▶ **Information given**:
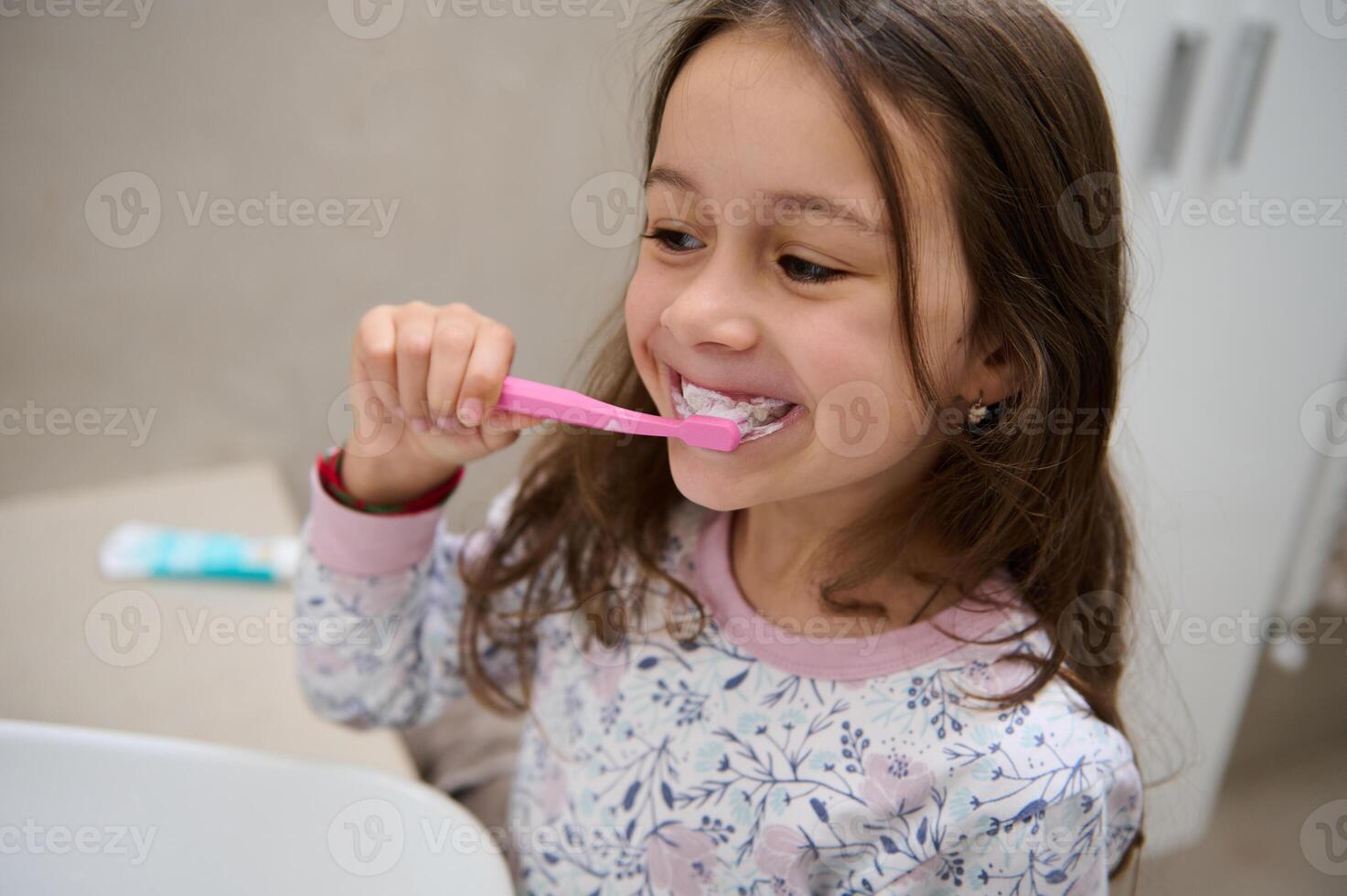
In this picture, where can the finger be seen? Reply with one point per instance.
(493, 350)
(373, 369)
(415, 327)
(452, 344)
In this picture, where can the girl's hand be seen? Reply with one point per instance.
(423, 389)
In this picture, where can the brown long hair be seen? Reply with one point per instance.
(1013, 102)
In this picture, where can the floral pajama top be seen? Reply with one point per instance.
(752, 760)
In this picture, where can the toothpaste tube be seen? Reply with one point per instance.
(144, 550)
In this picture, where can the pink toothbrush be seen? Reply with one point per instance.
(555, 403)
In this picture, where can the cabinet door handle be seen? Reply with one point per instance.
(1247, 74)
(1181, 80)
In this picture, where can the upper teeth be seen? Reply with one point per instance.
(754, 411)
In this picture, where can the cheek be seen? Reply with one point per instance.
(641, 313)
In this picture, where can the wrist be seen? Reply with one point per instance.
(386, 480)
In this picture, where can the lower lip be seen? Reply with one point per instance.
(675, 381)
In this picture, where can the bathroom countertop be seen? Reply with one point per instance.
(204, 660)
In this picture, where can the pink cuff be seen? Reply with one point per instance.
(358, 543)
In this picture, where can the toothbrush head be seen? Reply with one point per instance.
(712, 432)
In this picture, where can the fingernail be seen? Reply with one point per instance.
(470, 411)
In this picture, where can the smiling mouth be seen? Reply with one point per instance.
(757, 415)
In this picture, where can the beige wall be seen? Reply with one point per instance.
(236, 337)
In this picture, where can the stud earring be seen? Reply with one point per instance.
(978, 411)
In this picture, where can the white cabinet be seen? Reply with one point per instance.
(1239, 239)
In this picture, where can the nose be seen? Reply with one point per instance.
(712, 310)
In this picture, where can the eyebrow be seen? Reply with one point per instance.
(842, 210)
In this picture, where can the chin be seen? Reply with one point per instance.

▶ **What is being asked**: Reproduce the listing above verbatim, including every coordinate point, but omit the picture.

▶ **Final answer**:
In this picture, where can the finger be seen? Reply with one point per instance.
(493, 350)
(373, 369)
(415, 327)
(452, 344)
In this picture, where can the girl's hand be seen? Reply with one point per instance.
(423, 389)
In this picture, where can the brown long hair be seen? Reply with one point per instance.
(1013, 102)
In this picture, where can the floral pajama top be seen? Reply with one point per instance.
(752, 760)
In this picture, where can the toothpaste tube be seen? Reply with one point per instance.
(144, 550)
In this picture, where can the pink toothbrush be seen? Reply with one point per instance.
(555, 403)
In this picture, where can the cabinet door handle be seen? Reply with one point per instance.
(1247, 74)
(1181, 80)
In this picture, where can the upper teeth be seen? Reply with one point per instance.
(754, 411)
In this picture, where can the cheek be seen? Reply with one point per instance.
(641, 313)
In this picture, where can the wrist be seen? Reply with one point per instance.
(386, 480)
In this picture, where can the lower lip be seen? Reply with one point per instance.
(675, 381)
In this picture, where can the bathroom countertop be seen? Reply with one point per instance.
(204, 660)
In this picture, where can the pink cuff be seen? Reply with one point per instance.
(358, 543)
In this picture, where can the toothbrush head be seen? Reply with one point per instance.
(712, 432)
In this picture, where can the fingernail be seen? Reply with one point per instance.
(470, 411)
In this picture, where can the smiling mouth be seen? Reply with one point per instance.
(757, 415)
In this picture, where can the beige wall be seen? Reply with one point per instance.
(236, 337)
In this picture, where can the stud earring be seen? Reply with one point per instance.
(978, 411)
In this picture, where can the white cabinet be seen? Reply with one point per instance.
(1239, 239)
In this picture, where can the nose be seen? Reply with one point per instance.
(712, 310)
In this picture, where can the eyebrow be seen? Reply with one point per instance.
(842, 210)
In this picture, where can the chin be seen? Reply with one point per instance.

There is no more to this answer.